▼
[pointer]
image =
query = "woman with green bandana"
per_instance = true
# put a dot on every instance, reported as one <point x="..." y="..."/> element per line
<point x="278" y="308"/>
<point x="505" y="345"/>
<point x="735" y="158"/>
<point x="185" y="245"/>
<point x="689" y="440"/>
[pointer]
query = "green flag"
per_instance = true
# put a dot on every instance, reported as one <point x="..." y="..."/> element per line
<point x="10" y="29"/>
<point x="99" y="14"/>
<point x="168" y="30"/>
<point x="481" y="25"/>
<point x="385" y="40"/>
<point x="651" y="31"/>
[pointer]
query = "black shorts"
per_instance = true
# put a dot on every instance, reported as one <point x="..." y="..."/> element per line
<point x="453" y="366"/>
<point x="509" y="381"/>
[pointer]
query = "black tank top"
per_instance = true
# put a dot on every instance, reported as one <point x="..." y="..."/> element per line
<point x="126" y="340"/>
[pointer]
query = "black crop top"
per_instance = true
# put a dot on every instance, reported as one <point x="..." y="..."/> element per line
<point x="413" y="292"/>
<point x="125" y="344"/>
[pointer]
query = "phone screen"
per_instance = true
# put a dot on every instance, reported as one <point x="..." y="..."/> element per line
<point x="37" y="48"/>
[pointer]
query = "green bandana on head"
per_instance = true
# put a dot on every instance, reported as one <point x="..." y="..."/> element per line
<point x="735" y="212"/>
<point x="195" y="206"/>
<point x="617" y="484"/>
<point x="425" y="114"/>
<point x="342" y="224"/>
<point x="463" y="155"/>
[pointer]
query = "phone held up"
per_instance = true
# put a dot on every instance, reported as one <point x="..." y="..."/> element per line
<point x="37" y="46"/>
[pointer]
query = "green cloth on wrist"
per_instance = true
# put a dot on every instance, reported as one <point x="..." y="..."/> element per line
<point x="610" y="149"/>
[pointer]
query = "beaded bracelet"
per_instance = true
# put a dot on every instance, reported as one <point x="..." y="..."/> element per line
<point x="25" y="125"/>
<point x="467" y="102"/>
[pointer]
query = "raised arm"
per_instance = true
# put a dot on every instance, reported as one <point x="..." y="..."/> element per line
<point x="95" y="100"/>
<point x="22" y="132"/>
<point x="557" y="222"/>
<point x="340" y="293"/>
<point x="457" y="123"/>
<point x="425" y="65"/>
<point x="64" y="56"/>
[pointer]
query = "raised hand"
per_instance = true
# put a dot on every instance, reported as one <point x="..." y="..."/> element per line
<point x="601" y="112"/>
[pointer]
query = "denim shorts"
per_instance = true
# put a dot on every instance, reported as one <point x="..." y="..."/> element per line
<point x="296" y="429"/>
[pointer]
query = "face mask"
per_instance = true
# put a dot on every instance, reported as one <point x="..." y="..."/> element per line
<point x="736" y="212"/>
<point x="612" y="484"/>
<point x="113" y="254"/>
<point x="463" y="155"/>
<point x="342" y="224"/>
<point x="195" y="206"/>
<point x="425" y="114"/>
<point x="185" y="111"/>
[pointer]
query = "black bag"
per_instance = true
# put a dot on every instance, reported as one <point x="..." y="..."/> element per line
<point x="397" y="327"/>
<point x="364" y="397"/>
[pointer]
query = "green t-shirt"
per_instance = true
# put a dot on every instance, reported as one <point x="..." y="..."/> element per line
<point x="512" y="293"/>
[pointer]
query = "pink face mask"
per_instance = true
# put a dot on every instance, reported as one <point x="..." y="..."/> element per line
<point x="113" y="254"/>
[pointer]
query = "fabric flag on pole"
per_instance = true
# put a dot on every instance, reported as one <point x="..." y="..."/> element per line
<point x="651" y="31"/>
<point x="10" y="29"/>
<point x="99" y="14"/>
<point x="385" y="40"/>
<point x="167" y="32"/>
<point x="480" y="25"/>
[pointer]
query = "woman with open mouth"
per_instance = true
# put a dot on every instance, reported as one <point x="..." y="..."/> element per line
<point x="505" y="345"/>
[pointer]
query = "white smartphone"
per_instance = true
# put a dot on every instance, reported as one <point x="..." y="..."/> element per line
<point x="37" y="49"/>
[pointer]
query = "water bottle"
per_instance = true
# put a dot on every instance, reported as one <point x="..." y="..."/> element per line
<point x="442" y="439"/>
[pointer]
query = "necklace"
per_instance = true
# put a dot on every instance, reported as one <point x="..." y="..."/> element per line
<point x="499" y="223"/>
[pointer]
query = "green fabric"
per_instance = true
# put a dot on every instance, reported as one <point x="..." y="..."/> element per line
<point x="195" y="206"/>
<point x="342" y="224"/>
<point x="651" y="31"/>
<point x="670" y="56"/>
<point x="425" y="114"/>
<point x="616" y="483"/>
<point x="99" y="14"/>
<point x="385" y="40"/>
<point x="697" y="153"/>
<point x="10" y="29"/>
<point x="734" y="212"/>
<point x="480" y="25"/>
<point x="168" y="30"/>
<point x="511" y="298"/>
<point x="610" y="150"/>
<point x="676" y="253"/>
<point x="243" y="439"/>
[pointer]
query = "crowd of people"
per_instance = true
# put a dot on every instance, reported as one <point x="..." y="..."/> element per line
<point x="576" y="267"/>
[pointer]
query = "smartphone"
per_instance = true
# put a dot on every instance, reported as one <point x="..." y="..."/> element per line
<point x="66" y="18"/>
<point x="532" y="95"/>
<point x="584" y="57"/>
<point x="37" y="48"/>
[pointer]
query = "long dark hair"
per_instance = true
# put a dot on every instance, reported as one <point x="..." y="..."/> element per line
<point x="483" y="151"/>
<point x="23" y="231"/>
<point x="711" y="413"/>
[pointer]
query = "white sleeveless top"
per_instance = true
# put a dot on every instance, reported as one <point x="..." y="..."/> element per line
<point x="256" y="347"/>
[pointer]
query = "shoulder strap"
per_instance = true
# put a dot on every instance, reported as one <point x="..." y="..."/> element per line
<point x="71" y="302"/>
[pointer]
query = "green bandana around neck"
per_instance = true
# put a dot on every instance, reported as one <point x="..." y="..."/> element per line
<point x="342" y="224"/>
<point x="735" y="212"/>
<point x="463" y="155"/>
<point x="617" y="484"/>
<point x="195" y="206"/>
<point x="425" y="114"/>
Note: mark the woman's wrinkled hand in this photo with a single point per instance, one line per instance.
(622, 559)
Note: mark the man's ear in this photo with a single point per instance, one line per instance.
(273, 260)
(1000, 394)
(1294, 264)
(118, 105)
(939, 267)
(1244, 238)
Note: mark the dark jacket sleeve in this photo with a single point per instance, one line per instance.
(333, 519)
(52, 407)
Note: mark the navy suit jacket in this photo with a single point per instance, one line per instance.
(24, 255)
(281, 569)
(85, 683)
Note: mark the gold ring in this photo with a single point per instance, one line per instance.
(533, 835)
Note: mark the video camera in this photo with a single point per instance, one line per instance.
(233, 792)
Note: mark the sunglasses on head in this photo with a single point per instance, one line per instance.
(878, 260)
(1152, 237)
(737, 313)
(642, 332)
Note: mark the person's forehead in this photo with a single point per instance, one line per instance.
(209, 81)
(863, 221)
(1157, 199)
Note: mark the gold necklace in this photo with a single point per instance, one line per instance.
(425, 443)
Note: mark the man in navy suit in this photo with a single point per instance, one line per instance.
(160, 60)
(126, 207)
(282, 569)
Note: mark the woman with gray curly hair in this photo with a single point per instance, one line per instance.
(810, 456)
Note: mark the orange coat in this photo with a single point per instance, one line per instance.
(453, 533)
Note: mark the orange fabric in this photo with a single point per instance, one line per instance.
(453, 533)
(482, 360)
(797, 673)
▲
> Assignment
Please return every line in the data that includes the string "white".

> Result below
query = "white smartphone"
query = "white sleeveless top"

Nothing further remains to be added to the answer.